• **STATED TASK**
Reproduce the passage of the regulatory sandbox podcast transcript between "My colleagues from" and "variety of models.", inclusive, swapping "interactive map" for "online map".

• **TEXT PASSAGE**
* * * * *
Or launch one of those other innovation facilitators such as fintech office, for example, to start engaging with the fintech industry or with innovators. So some of these could be alternatives to sandbox. Some of these could be mutually exclusive where sandbox simply would not help to achieve the same objective as the other tool would.

And some of them, and many of them actually, will likely be implemented in parallel. And I think we've seen, from our work, very strongly that implementing those other innovation facilitators alongside with regulatory sandbox helps to create synergy.

So if you have a fintech office along with the sandbox, it definitely reinforces either of those tools. I would say maybe, oftentimes, it's a good idea to start with a small initiative such as fintech office, just opening your door and communication lines to innovators.

And over the time, assess their interests and the barriers they wrestle with and decide whether you want to have a sandbox as something that solves that very specific niche challenge, and is also more resource intensive than just opening a fintech office.


We'll return to this podcast after this special announcement. Toronto Center is thrilled to announce our upcoming executive panel, Transitioning to a Green Economy, Financial Stability Implications. Featuring Mark Carney, United Nations Special Envoy for Climate Action and Finance, and Sri Mulyani Indrawati, Minister of Finance of Indonesia. The panel will be held on April 7th. Visit our website, or social media accounts to register. We hope you'll join us. We'll return to our podcast now.

Chuin Hwei Ng:               

So let's say after having gone through the decision tree, consider the options, the regulator came to the conclusion is that, "Well, the sandbox is something that serves our purpose," and they would like to go ahead of it. So let's talk a bit about the principles of designing a regulatory sandbox.

I'm having the image of a sandbox in my mind, and it seems very critical to set the boundaries of the sandbox to keep it safe for the people or the players inside. And it seems that there will be many kinds of boundaries. Boundaries in terms of who is eligible to play in the sandbox, and boundaries in terms of restrictions.

So what products and services, and on whom these products can be tested on. And also criteria to exit the sandbox. So I'm wondering, could you walk us through the main design principles of a sandbox?

Ivo Jenik:                          

Yes. So there are a couple of important elements, design elements, of the sandbox. But I would say that what is the critical one is well-defined objectives. What the sandbox is trying to achieve? What kind of issue it's trying to help solve, and what is the root cause of that issue or challenge that regulator face?

And then three threshold constraints that, in our view, determine design choices when designing a sandbox. When you look at the sandboxes... And now there are close to 87 boxes operating or under construction, so to speak, all around the world.

My colleagues from The World Bank actually mapped them out and you can see them in an interactive map. When you look at them from the 35,000 feet point of view, they all look alike because they all have same five design elements.

Defining eligibility, who's able to or who's eligible to test in regulatory sandbox? Time for applications, and time for the tests. Who bears the cost of testing? Safeguards, which is the barriers that you've been talking about. And then exit scenarios and exit options.

Obviously, there are other elements such as governance and internal processes, but I think those five are really shared all across. But once you start looking into detail, you'll see that each element includes a multiple different choices. And that really adds to a great variety of models.
* * * * *
• **DATA LISTING**
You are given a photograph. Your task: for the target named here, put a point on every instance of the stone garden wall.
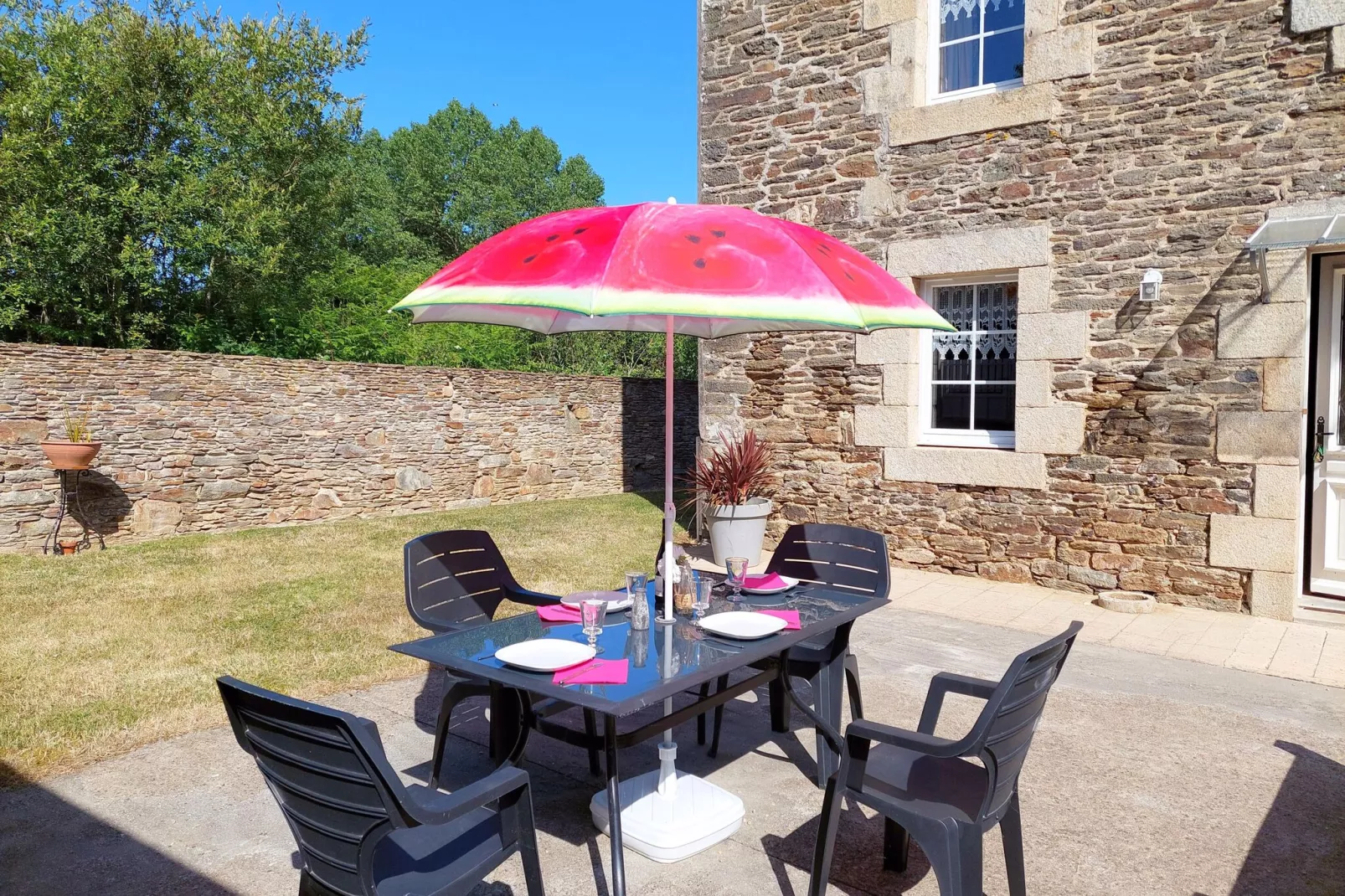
* * * * *
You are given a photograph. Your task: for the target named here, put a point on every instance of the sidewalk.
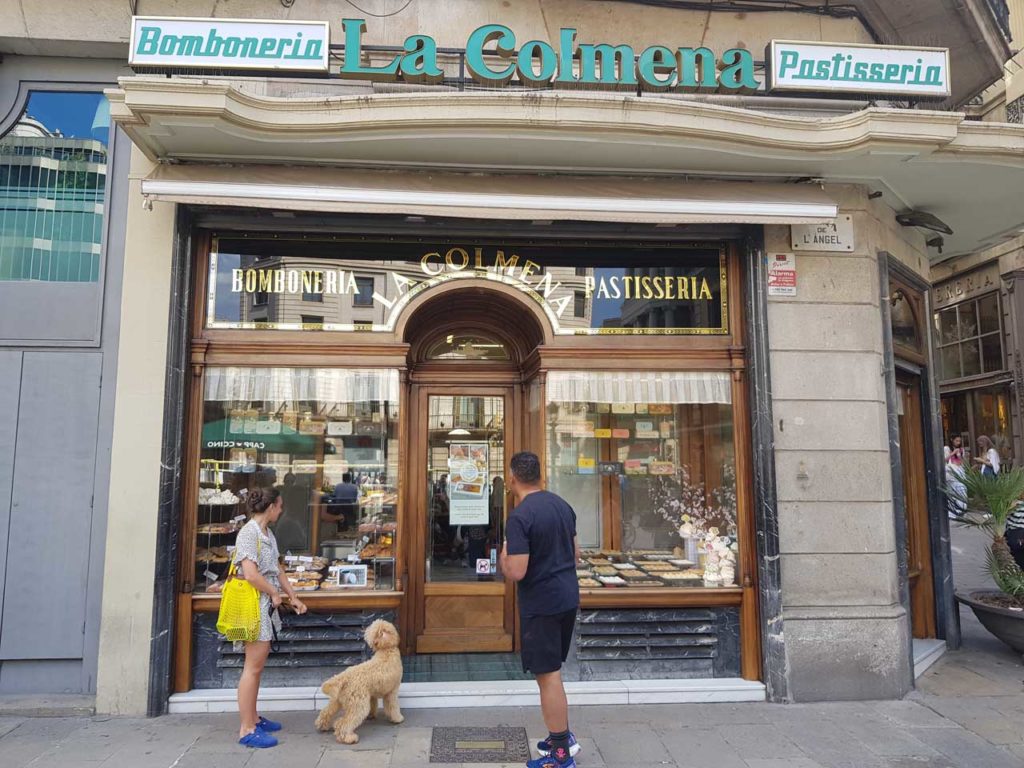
* * * * *
• **FINAL RESULT**
My colleagues from The World Bank actually mapped them out and you can see them in an online map. When you look at them from the 35,000 feet point of view, they all look alike because they all have same five design elements.

Defining eligibility, who's able to or who's eligible to test in regulatory sandbox? Time for applications, and time for the tests. Who bears the cost of testing? Safeguards, which is the barriers that you've been talking about. And then exit scenarios and exit options.

Obviously, there are other elements such as governance and internal processes, but I think those five are really shared all across. But once you start looking into detail, you'll see that each element includes a multiple different choices. And that really adds to a great variety of models.